Text →
* Begin *

Those are, for sure, matters of grave moment but one should not lose sight of how this Labour Government beavers away at the business of subverting our national identity and the body politic. Notwithstanding the overwhelming rejection of ‘regional government’ by the doughty voters of the North-East, Labour has, as it always does, elected to buck the opinion of the electorate and has injected new life into regionalism by appointing specific ministers to oversee this set of proto-prefectures.

You might well ask, what on earth do they find to do?

Spend shed loads of money on ghastly vanity projects is, unsurprisingly, the answer.

Here is a sample, from something called the Government Office for the South-East, presided over by one of those utterly awful Labour Harpies who seem to be in such ready supply, Margaret Hodge. It is evident that the post announced here and the activities undertaken by the appointee are replicated in every such region:

Caterina Loriggio has been appointed by Culture minister Margaret Hodge to be ‘Creative Programmer’ for the South East. Caterina will be one of eight Creative Programmers across England, and will take forward plans for an inspiring Cultural Olympiad in the run up to the 2012 Olympic and Paralympic Games.

* End *

Raw data →
* Begin *

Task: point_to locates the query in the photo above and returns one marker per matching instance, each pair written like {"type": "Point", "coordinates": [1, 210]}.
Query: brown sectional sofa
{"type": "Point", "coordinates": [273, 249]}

* End *

Set of tasks →
**1)** In the text on regional government, how many Creative Programmers will there be across England?
**2)** Carry on the text on regional government from its final sentence.
The material above is separate from the text on regional government.

Answers in order →
**1)** Eight.

**2)**
Based within the Regional Cultural Consortium, Culture South East, she will:

Encourage and enable arts and cultural bodies to get involved, and create opportunities for ordinary people to take part,

Become a dynamic link between the regions and London Organising Committee of the Olympic Games and Paralympic Games (LOCOG).

Assess whether local projects meet the criteria to become part of the Cultural Olympiad, and

Ensure that each region’s heritage is as well represented as its 21st century technology.

Accepting the post Caterina Loriggio said:

“Already benefiting from 550 festivals, 190 galleries, 300 museums and more than 500,000 people working in the Creative Industries, the South East is well placed to take full advantage of the exciting opportunities presented by the Cultural Olympiad. I am really looking forward to coming back to the region to work with this vast number of inspiring cultural providers and to create with them a fully integrated Olympiad programme that will celebrate both the local, regional and international”.

Culture Minister, Margaret Hodge said:

“The Cultural Olympiad in the run up to 2012 gives us a fantastic opportunity to celebrate the culture and creativity of our country. Thanks to the appointment of Creative Programmers in the Regions, our vision to put on a UK-wide celebration of the UK’s cultural life as part of the Cultural Olympiad is now a step closer.

“The Creative Programmers will bring about a package of innovative regional activity, helping to make a real and lasting difference. They will bring a wealth of experience and energy to making this a unique celebration of cultural life across the UK.”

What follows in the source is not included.